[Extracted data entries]
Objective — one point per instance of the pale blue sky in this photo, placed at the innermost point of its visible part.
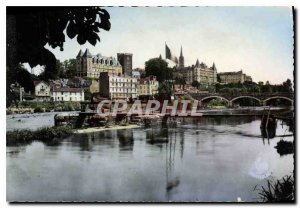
(258, 40)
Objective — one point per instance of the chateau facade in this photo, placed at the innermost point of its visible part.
(117, 87)
(90, 66)
(234, 77)
(201, 73)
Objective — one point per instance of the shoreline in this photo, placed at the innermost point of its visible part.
(97, 129)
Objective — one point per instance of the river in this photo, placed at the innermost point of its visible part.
(207, 159)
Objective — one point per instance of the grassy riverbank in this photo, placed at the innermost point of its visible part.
(44, 134)
(40, 107)
(96, 129)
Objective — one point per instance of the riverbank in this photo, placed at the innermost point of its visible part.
(41, 107)
(48, 134)
(97, 129)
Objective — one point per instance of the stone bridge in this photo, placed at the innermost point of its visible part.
(262, 98)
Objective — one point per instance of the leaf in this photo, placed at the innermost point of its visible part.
(81, 39)
(92, 38)
(71, 30)
(105, 24)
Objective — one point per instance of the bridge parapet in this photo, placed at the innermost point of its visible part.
(234, 96)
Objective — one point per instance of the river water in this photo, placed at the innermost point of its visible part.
(206, 159)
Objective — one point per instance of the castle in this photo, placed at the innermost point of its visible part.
(90, 66)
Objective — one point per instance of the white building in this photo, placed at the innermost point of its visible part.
(147, 86)
(42, 91)
(68, 94)
(117, 87)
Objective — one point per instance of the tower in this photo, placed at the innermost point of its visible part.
(125, 60)
(197, 63)
(181, 59)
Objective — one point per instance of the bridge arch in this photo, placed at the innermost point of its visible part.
(279, 97)
(246, 96)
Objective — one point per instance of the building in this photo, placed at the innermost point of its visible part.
(125, 59)
(147, 86)
(234, 77)
(42, 91)
(91, 66)
(136, 74)
(201, 73)
(117, 87)
(68, 94)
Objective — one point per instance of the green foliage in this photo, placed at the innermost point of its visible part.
(44, 134)
(280, 191)
(186, 97)
(38, 110)
(159, 68)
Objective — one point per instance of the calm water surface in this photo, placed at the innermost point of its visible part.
(206, 159)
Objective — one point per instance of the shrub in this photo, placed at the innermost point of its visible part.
(38, 110)
(280, 191)
(44, 134)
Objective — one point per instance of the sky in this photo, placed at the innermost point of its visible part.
(258, 40)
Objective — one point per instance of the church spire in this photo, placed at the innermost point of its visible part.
(213, 66)
(181, 59)
(197, 63)
(181, 52)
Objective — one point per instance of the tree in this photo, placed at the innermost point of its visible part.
(159, 68)
(30, 29)
(219, 78)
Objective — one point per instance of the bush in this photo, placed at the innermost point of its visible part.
(280, 191)
(43, 134)
(38, 110)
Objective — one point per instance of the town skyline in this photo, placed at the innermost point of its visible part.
(269, 47)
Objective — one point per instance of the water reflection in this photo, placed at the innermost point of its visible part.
(126, 140)
(201, 161)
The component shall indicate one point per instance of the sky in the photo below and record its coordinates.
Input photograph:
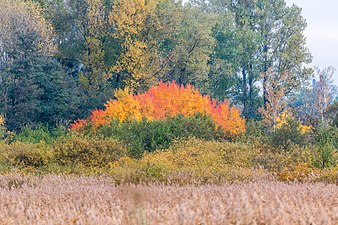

Exercise details >> Repeat each of the records exactly as written, except for the pictures, which are to be left out.

Answer to the exercise >>
Objective — one point per instance of the pale blue sky in this photo, placed at the innermost point of its visible part.
(258, 40)
Objective — one point per instance of the chateau facade in this photo, placed at the innermost point of its visible part.
(117, 87)
(90, 66)
(234, 77)
(201, 73)
Objective — one point per instance of the shoreline in this photo, placed at the innermost point of its visible part.
(97, 129)
Objective — one point per instance of the river in this photo, placed at the innermost point of its visible part.
(207, 159)
Objective — one point per instance of the grassy riverbank in this photo, placed at the innermost point of its visible part.
(44, 134)
(40, 107)
(96, 129)
Objective — one point per instance of the riverbank in this photo, placed at the innermost point of its visible part.
(41, 107)
(48, 134)
(97, 129)
Objective — one point per instance of the stone bridge in this photo, placed at the innermost point of its visible part.
(262, 98)
Objective — one point per instance of the leaf in this photo, placed at the innermost point of its visible part.
(81, 39)
(92, 38)
(71, 30)
(105, 24)
Objective — one point per instance of the bridge parapet in this photo, placed at the innermost point of its visible part.
(234, 96)
Objective — one point per instance of the river water in this photo, placed at the innermost point of its visible part.
(206, 159)
Objective — one point per instance of the castle in this photo, placed at the innermost point of its visible part.
(90, 66)
Objective — one point per instance of the white building in this photo, placed at the innermost point of its visible part.
(147, 86)
(42, 91)
(68, 94)
(117, 87)
Objective — one point per instance of the tower in this photo, placed at the innermost point of its visible part.
(125, 60)
(197, 63)
(181, 59)
Objective — one point per instance of the bridge arch in this photo, placed at the innermost point of its visible part.
(279, 97)
(246, 96)
Objective — one point per instance of the building in this photo, placed at the innermost point of its visible part.
(125, 59)
(147, 86)
(234, 77)
(42, 91)
(91, 66)
(136, 74)
(201, 73)
(117, 87)
(68, 94)
Objective — one point per instance of the green foliage in this photo, placed at the innermost point of its visible part.
(44, 134)
(280, 191)
(186, 97)
(38, 110)
(159, 68)
Objective — one point per instance of the calm water surface in this photo, placed at the innermost point of its visible part.
(206, 159)
Objective — one point per instance of the shrub in this photo, placed at the innermost point of its visible part.
(38, 110)
(280, 191)
(44, 134)
Objective — one point per instance of the sky in this photo, placed at the innermost point of its visible part.
(258, 40)
Objective — one point per instance of the church spire in this photo, placed at the innermost point of its visible part.
(213, 66)
(181, 59)
(197, 63)
(181, 52)
Objective — one point per instance of the tree in this photo, placed at the innermost point of its visible part.
(159, 68)
(30, 29)
(219, 78)
Objective — one point per instance of the bush in this photo, placed at the innermost point of its visible part.
(280, 191)
(43, 134)
(38, 110)
Objective — one point per instance of the town skyline in this photo, placed at the innermost point of its visible part.
(269, 47)
Objective — one point per instance of the water reflection in this photo, placed at the innermost point of its visible part.
(126, 140)
(201, 161)
The component shall indicate one point per instance of the sky in the photo below and record its coordinates.
Input photograph:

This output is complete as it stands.